▶ _DOCUMENT EXCERPT_:
'''
The Organisation for Economic Co-operation and Development (OECD) organises a standardised triennial exam that 15-year-olds take in 72 countries and regions. The test aims to gauge the literary, mathematical and scientific skills of schoolchildren worldwide.

When testing began in 2000 there were only 32 countries in the programme. One issue raised by the researchers about the test's reliability is that some highly performing regions such as Singapore and Shanghai only signed onto the programme at a later stage, skewing earlier comparisons.

"The biggest problem is that PISA doesn't actually describe how well, say, a Finnish school is being directed or how effective the teaching is," says Kivinen. "The OECD has from the very beginning wanted to conduct a test to see how children and teenagers are equipped to handle their adult life after their basic education is over. That isn't the same as measuring how well curricula themselves develop."

Finnish PISA reports are drawn up at the universities of Helsinki and Jyväskylä. The lead professor at the latter, Juhani Rautopuro, defends the test by saying that the OECD's programme has used legitimate research units to help develop a better understanding of national education policy.

"But PISA alone isn't a basis for national legislation," Rautopuro emphasises. "You need domestic research results for that as well."

Boys left behind

Kivinen adds that another indication of the unreliability of PISA results involves the plummeting literacy of Finnish boys. Fifteen-year-old boys, whose average report card grades have declined for years, tend to perform more acceptably when their test results are compared internationally. Girls tend to test better on average in all categories.

Poor grades may preclude students from attending the high school or polytechnic that would best suit them, leading to a rise in social exclusion in the long run, researchers say.

"School needs to be changed. It currently does not work for the good of teenage boys," Kivinen says.

Even Helsinki University's PISA producer, Jarkko Hautamäki, agrees that the education sector is failing many of those it should be elevating.

"Other research has long indicated that boys are testing worse compared with girls. It is an empirical fact that boys on average are doing worse, and denying that will only aggravate the problem. But if we choose to acknowledge the facts, we can help the young people of today sculpt better futures for themselves," Hautamäki says.
'''
▶ _EXCERPTED DATA_:
'''
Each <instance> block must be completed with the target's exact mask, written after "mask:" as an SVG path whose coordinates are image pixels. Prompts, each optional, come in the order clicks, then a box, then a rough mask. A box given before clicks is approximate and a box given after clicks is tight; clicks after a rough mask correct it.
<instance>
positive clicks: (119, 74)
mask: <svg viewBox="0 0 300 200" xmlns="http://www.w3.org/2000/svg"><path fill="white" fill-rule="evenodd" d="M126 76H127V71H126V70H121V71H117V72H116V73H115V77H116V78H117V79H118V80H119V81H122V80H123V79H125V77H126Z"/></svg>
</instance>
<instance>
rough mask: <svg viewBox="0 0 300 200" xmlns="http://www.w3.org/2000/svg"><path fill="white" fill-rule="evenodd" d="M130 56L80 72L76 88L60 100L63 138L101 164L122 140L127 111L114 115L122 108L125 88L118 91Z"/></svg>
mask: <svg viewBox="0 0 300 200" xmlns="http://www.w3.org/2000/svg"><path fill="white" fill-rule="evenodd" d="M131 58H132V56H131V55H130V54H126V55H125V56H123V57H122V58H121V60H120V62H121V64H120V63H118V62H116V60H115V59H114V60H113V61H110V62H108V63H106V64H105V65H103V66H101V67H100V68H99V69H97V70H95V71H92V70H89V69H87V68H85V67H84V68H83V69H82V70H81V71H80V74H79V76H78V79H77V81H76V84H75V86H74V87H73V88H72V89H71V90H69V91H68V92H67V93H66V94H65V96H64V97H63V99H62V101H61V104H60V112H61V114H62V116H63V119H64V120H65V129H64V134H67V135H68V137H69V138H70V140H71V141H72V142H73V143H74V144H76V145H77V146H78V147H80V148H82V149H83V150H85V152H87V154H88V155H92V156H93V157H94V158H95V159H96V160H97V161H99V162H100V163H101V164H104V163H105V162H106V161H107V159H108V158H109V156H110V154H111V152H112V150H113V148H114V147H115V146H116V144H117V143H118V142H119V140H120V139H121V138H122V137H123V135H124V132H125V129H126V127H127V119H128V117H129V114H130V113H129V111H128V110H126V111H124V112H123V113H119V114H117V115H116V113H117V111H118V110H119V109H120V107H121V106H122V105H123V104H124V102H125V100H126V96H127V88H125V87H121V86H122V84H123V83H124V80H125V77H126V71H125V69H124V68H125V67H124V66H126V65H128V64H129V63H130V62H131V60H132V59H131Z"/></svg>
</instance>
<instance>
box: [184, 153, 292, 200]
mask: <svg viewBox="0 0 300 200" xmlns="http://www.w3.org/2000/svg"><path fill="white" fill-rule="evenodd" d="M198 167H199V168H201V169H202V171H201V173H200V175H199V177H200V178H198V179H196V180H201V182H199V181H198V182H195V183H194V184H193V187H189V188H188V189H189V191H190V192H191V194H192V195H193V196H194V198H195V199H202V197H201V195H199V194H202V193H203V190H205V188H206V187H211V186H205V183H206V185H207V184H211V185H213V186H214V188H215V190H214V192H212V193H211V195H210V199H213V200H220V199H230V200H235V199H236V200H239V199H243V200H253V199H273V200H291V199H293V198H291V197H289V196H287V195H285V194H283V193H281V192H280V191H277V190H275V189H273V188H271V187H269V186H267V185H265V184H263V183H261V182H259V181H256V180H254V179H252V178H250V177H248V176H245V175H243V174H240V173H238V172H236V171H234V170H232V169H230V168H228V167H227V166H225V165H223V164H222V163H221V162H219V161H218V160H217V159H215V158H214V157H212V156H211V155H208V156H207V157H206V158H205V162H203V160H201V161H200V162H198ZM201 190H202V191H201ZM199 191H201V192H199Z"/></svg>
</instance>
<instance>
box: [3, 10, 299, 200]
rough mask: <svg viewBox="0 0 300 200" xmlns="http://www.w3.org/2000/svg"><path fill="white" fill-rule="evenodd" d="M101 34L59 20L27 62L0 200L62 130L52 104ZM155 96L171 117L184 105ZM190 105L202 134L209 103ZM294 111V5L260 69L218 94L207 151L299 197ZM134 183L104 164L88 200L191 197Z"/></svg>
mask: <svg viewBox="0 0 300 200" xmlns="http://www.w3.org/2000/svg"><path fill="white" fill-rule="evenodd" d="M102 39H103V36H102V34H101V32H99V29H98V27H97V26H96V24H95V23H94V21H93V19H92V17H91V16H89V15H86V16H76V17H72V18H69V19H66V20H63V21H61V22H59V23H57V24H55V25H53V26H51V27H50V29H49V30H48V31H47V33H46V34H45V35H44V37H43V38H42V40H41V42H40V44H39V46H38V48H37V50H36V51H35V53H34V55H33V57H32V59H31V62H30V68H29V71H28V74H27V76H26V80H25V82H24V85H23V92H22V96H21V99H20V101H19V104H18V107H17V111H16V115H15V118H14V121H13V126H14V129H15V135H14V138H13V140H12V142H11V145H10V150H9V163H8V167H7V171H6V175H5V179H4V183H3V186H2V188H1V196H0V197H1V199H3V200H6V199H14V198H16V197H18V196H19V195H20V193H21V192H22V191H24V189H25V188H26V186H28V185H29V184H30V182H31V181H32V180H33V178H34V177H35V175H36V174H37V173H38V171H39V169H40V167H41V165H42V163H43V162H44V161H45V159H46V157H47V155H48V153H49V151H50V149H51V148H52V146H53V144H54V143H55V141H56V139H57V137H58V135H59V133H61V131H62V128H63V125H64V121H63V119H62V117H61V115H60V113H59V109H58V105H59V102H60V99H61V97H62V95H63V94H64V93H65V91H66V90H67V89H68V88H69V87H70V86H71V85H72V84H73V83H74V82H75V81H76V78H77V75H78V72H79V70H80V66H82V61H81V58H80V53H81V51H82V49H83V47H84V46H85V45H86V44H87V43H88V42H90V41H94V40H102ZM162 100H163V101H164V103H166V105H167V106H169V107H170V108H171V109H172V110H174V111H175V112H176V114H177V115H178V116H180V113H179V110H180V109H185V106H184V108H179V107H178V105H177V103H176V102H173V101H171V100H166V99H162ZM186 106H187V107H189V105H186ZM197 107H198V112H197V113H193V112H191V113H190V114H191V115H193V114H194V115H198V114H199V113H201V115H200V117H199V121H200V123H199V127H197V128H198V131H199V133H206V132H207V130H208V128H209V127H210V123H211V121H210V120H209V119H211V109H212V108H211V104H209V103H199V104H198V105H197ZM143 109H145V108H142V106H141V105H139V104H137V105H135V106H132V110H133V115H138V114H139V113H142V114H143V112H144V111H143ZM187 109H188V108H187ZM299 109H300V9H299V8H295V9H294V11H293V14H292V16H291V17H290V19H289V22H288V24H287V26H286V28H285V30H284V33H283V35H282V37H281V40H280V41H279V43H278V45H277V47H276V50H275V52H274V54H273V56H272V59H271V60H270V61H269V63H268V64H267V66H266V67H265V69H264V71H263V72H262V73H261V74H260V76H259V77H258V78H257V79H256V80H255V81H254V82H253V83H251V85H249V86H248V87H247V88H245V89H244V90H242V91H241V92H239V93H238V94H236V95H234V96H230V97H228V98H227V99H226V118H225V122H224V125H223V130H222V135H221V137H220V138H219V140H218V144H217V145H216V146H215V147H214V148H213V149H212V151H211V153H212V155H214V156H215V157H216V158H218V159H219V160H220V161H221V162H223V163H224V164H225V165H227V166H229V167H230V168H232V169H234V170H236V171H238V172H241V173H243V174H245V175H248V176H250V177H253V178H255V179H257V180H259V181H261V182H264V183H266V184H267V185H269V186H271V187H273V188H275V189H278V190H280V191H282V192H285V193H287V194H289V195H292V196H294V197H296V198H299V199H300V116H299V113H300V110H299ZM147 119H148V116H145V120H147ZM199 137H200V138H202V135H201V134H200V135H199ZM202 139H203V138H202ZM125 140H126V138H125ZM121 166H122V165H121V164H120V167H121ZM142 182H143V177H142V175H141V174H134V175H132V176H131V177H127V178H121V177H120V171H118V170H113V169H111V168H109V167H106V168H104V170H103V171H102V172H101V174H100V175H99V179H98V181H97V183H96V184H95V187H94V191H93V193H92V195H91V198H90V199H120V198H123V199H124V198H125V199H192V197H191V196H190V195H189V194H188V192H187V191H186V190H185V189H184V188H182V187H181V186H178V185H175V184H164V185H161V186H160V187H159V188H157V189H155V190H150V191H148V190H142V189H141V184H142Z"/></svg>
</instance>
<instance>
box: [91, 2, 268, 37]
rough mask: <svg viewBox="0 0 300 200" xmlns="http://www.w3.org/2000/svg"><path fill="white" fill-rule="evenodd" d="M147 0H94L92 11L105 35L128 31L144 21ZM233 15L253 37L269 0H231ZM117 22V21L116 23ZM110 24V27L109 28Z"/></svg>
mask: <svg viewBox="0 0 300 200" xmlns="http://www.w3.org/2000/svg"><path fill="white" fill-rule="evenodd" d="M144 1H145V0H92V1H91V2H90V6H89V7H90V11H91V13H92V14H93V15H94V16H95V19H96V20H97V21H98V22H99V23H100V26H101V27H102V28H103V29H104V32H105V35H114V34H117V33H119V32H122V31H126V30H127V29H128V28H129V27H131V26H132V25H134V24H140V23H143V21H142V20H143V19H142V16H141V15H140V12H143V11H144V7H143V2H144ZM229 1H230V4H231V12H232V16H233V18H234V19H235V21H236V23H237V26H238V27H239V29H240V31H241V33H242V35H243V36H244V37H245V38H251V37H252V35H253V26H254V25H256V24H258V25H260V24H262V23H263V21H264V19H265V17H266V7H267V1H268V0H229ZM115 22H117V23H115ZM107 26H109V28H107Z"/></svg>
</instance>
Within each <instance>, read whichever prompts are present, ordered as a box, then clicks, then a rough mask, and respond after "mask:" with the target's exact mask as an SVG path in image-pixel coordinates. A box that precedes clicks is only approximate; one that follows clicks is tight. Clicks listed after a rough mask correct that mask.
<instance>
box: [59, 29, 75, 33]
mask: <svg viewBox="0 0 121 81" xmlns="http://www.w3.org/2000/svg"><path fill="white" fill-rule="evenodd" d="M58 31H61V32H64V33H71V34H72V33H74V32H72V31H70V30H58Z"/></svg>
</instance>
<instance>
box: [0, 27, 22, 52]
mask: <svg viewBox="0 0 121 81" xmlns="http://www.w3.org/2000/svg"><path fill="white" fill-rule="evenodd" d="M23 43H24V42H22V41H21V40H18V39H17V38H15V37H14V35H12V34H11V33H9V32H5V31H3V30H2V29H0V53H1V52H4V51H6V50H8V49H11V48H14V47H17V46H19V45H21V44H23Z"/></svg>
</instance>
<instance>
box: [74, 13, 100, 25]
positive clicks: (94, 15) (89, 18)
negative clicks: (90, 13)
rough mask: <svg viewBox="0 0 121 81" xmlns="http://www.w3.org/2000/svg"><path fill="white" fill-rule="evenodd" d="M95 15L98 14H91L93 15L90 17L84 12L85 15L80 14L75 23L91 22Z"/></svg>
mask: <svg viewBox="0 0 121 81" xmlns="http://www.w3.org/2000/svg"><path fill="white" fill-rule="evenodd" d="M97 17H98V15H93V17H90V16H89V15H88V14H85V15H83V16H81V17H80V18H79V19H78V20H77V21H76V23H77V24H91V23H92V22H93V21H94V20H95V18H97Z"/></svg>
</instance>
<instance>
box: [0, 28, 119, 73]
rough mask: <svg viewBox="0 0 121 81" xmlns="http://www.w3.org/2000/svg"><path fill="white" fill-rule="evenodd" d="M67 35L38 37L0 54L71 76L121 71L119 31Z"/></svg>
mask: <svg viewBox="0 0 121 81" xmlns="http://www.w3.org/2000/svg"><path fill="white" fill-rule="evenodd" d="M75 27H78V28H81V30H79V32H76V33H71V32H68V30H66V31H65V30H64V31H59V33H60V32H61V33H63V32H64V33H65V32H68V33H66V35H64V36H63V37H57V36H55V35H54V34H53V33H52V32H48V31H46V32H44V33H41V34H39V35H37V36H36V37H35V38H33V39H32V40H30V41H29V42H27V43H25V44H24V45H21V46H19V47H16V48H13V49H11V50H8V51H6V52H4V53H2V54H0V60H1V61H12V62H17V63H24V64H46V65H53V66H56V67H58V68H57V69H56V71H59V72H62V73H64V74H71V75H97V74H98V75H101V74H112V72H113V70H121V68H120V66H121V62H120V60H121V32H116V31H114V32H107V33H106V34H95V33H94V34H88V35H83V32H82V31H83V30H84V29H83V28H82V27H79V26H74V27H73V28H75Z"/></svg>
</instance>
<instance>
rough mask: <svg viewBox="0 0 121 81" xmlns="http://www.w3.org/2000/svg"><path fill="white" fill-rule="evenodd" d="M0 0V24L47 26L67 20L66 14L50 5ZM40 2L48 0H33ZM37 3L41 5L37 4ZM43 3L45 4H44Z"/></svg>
'''
▶ _WORK TO COMPLETE_: Reproduce the stretch of the PISA excerpt above that begins at the words "Boys left behind" and stops after "run, researchers say.", copying it word for word.

▶ _RESULT FOR THIS EXERCISE_:
Boys left behind

Kivinen adds that another indication of the unreliability of PISA results involves the plummeting literacy of Finnish boys. Fifteen-year-old boys, whose average report card grades have declined for years, tend to perform more acceptably when their test results are compared internationally. Girls tend to test better on average in all categories.

Poor grades may preclude students from attending the high school or polytechnic that would best suit them, leading to a rise in social exclusion in the long run, researchers say.